# DOCUMENT PASSAGE
►

During the pandemic, Khawjawal said, he took some online orders but his business was still badly battered. “I used to employ five salesmen,” he said. “Now, I have only two. I am simply not making enough to hire so many people.”

Liyakat Ahmad, who owns two shops selling children’s garments in Srinagar’s affluent Gogji Bagh market, has barely managed to stay afloat. He said he was lucky he owned the shop premises, or else he would not have been able to pay rent for them through the successive lockdowns. Business had been hit hard.

“People are buying only essentials,” he said. “They don’t have the purchasing strength to buy luxuries like clothes, gadgets and other consumer items.”

Jammu and Kashmir’s three-lakh strong handicrafts sector was also hit severely as exports fell during the pandemic, Ayoub explained. In June 2020, the Kashmir Chamber of Commerce and Industry sought urgent intervention of the government to purchase handicraft stocks worth Rs 500 crore lying unsold. By 2021, the worth of unsold goods had shot up to Rs 600 crore.

Banks dealing with bleeding balance sheets have not come to the rescue of businesses either. “In Jammu and Kashmir, banks are reluctant to lend credit and are more focused on recovering their loans,” said Ayoub.

In September 2021, the union territory administration in September 2021 announced an economic package of Rs 1,350-crore to revive the struggling economy. But that has not helped many businessmen in Kashmir – trade leaders point out many promises in the package were not implemented in time.

Ignoring the local

Indeed, business leaders as well as economists feel much of the crisis has been caused by mismanagement by the government.

After August 2019, outside investment was touted as a roadmap to prosperity. Most schemes and policies have been tailored to draw such investment.

A senior business leader in Kashmir, who spoke to Scroll.in on the condition of anonymity, pointed out the flaw in these plans. “The government wants to expand the economy,” he said. “Fair enough. But it is deemed good in the eyes of economists to consolidate before you expand. The economy is in a shambles and business units are on the verge of closing down. They should be the government’s priority because they don’t need much push – they are already part of the economy.”

Resentments that the government favoured outside businesses at the cost of local units have brewed in Jammu as well. For instance, in September last year, Jammu Chamber of Commerce and Industry called for a day-long shutdown to protest against the Centre’s move to open 100 Reliance-owned retail stores in Jammu. Earlier, wine traders in Jammu had been up in arms against the government’s decision to hold e-auctions for liquor shops as they feared it would drive out local businesses.

◄

# WORK ORDER 1
Change "children’s garments" to "winter clothing" in the passage on Kashmir's struggling businesses, and write it out from "Liyakat Ahmad, who" up to and including "been hit hard.".
# WORK ORDER 2
Write the next part of the passage on Kashmir's struggling businesses, beginning after its final sentence.

Point localization data:
►

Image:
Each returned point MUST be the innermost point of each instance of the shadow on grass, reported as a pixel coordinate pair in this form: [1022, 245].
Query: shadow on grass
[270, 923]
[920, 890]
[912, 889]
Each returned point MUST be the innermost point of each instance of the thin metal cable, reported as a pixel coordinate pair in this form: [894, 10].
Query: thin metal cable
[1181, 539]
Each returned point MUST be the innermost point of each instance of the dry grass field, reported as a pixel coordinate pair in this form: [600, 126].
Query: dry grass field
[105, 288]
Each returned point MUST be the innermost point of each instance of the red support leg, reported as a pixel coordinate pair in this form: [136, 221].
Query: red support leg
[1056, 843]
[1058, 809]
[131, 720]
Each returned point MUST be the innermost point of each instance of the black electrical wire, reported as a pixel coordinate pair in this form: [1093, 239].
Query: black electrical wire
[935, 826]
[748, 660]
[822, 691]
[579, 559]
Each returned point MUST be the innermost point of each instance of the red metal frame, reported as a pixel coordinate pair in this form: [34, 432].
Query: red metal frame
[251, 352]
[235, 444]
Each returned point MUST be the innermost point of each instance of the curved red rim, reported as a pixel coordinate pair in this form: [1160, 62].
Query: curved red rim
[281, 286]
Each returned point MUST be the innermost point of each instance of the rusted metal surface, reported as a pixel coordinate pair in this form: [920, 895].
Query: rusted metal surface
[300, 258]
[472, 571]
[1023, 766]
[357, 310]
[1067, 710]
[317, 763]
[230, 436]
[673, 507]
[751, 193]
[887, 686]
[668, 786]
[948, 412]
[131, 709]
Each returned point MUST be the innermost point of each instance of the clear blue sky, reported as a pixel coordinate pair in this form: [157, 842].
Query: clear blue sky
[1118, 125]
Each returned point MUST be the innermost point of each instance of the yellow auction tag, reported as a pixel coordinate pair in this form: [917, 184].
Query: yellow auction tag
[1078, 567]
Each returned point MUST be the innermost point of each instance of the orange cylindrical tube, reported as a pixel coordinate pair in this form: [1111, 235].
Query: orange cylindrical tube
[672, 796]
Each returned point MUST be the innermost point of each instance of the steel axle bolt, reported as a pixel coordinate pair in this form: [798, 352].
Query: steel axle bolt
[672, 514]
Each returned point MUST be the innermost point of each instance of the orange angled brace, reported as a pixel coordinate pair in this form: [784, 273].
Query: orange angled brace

◄

# RESULT 1
Liyakat Ahmad, who owns two shops selling winter clothing in Srinagar’s affluent Gogji Bagh market, has barely managed to stay afloat. He said he was lucky he owned the shop premises, or else he would not have been able to pay rent for them through the successive lockdowns. Business had been hit hard.

# RESULT 2
Both Jammu and Kashmir divisions protested against the abolition of toll tax in December 2019. It meant traders from the Indian mainland entering the Union Territory through the Jammu-Pathankot highway would no longer have to pay toll. This would make outside goods cheaper and give them a competitive edge over local goods, Ayoub explained.

The other problem, the business leader from Kashmir pointed out, was that the investment proposals floated by the government were long-term projects. They did not promise immediate employment. “Given the conditions in Kashmir – political and climatic – we know that an average two-year project takes five or six years to complete. Until then, what are our youth supposed to do?” he asked.

The solution, he felt, lay in dedicating a chunk of the new investment packages to the six lakh business enterprises that already exist in Jammu and Kashmir. If the money was given with the condition that each unit would employ at least one or two people, that would go a long way in addressing unemployment.

A political problem

The problem may be political as well as economic. Since Jammu and Kashmir became a Union Territory, it has had no elected government and is run by a bureaucratic administration. Business leaders in both Jammu and Kashmir complain of a disconnect between the government and stakeholders, which has led to flawed policy-making.

According to Ayoub, economic stability and private investment that could generate jobs depended on political stability. “There’s a lot of hopelessness in the future,” he said. “People don’t see a stable future in Kashmir as long as there is no local government.”